▶ _EXERCISE SET_:
1 – In the Job Worker design document, what signal does the Executing Thread send to stop a job?
2 – List everything that the Job Worker design document says a job object contains.
3 – Write the next part of the Job Worker design document, continuing after its last sentence.
*** SOURCE EXTRACT ***
Skip to content

Latest commit

 

History

History
87 lines (68 loc) · 6.49 KB

DESIGN.md

File metadata and controls

87 lines (68 loc) · 6.49 KB

Job Worker Service: Design Document

Overview

The Job Worker project aims to implement a gRPC API that allows authenticated clients to run commands. The API is to run on a Linux server and should allow the client to execute any process that is available on the server. The project will be implemented in Go.

Design Approach

Components

1. Worker Library

With the worker library, a user can run a command, stop it, query its status and info and view its logs and output.

The library stores job information in an in-memory job id to job object map, the Job Store. The job object contains job information, a stop request channel, and a wait group. The job id is a randomly generated UUIDv4.

When the worker library receives a request to run a command (by calling the appropriate library method), it creates a job, starts an Executing Thread that locks the job's wait group, and executes the command in a dedicated process group by setting the PGID. The new thread opens several channels to listen for input indicating normal process end and a user-initiated stop request. The STDOUT output and the STDERR output from the executed command are appended to the local file jobs/<userId>/<jobId>/output.log. After the process ends, the thread unlocks the wait group, and updates the exit code and job status in the Job Store.

The log streaming method watches the local log file jobs/<userId>/<jobId>/output.log for changes. The method reads the log file in chunks, remembering the file offset at each iteration. The method returns when the job wait group is unlocked (which means the job has ended), and the end of the log file is reached.

When the worker library receives a request to stop a job, it is forwarded to the Executing Thread of that job through the stop request channel. The Executing Thread then sends a SIGKILL signal to the process group using the PGID to ensure the job and all child processes are killed too.

2. gRPC API Daemon

The daemon acts as an interface to the worker library, and exposes all of its functions over gRPC. The daemon also handles user authentication and authorization. The service definitions can be found in proto/.
*** End of SOURCE EXTRACT ***
*** INFORMATION GIVEN ***
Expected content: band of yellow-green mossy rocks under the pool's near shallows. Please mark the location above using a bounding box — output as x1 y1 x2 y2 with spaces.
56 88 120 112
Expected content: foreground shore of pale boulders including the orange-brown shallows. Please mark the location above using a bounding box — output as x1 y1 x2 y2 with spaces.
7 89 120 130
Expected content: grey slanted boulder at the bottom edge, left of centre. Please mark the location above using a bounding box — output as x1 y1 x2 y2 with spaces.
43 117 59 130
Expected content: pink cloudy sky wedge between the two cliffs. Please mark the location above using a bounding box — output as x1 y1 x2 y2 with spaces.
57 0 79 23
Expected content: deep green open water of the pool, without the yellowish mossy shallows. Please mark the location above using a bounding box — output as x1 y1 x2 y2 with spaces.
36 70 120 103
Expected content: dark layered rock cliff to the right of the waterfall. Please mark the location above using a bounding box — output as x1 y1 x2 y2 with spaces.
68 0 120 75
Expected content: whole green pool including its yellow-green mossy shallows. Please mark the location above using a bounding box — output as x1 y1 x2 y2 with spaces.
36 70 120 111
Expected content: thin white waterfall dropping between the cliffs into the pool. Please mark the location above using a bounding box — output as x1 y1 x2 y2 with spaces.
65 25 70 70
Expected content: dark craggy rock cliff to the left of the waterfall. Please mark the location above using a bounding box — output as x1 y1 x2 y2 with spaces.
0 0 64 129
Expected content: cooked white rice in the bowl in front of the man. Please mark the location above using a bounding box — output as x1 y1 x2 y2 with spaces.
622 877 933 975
*** End of INFORMATION GIVEN ***
*** INFORMATION GIVEN ***
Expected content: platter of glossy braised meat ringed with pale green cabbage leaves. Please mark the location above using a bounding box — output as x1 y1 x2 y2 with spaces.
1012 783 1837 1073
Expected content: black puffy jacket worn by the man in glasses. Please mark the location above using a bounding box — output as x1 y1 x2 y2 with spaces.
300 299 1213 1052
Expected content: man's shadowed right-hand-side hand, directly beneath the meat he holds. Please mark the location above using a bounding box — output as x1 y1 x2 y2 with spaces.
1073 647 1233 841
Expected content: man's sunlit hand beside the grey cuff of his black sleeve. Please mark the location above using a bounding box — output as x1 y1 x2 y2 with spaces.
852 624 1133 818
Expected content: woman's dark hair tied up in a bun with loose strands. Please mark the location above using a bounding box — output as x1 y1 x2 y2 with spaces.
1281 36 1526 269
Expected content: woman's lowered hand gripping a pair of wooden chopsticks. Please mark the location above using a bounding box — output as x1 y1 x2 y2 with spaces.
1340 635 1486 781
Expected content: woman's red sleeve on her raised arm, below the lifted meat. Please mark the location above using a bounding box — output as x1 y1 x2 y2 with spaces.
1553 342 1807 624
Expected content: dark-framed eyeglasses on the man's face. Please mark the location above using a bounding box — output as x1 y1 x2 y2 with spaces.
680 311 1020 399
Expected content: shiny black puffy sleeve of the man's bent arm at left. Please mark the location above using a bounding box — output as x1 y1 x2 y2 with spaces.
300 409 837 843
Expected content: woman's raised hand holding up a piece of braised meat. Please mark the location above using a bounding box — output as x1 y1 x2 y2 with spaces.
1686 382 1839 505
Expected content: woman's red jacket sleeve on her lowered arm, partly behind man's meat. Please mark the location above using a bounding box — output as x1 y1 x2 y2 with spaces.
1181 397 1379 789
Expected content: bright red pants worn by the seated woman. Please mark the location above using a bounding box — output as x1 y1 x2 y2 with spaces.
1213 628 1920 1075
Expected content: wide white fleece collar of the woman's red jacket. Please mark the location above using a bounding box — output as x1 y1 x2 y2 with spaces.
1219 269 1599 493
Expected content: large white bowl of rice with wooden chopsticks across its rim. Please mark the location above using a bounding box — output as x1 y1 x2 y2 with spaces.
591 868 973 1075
*** End of INFORMATION GIVEN ***
▶ _ANSWERS PER TASK_:
1 – It sends a SIGKILL signal to the process group, using the PGID.

2 –
- Job information
- A stop request channel
- A wait group

3 –
3. Command-line Client

The command-line client connects to the gRPC daemon and allows the user to interact with the worker library. The suggested command-line interface is as follows (in docopt format):

Usage:
  worker-cli [options] start -- <command>...
  worker-cli [options] (stop|status|logs) <jobId>
  worker-cli -h | --help
  worker-cli --version

Options:
  -h --help             Show this screen.
  --version             Show version.
  --debug               Set log level to DEBUG.
  --address=<addr>      Server address and port [default: 0.0.0.0:8080]
  --cert=<cert>         Path to the client certificate for mTLS. [default: cert/client-cert.pem]
  --key=<key>           Path to the client key for mTLS. [default: cert/client-key.pem]
  --ca=<ca>             Path to the CA certificate for the server for mTLS. [default: cert/ca-cert.pem]

Commands:
  start     Start a new job for the input command. If successful, the new job id will be printed.
  stop      Stop a job. No error is emitted if job is already done or stopped.
  status    Query the status and other information of a job. The status of a job is one of created|running|succeeded|failed|stopped.
  logs      Follow logs (STDOUT+STDERR) of a job.

For example,

# Executes the command `sh -c "/bin/bash"` in a new job. This prints the new job id.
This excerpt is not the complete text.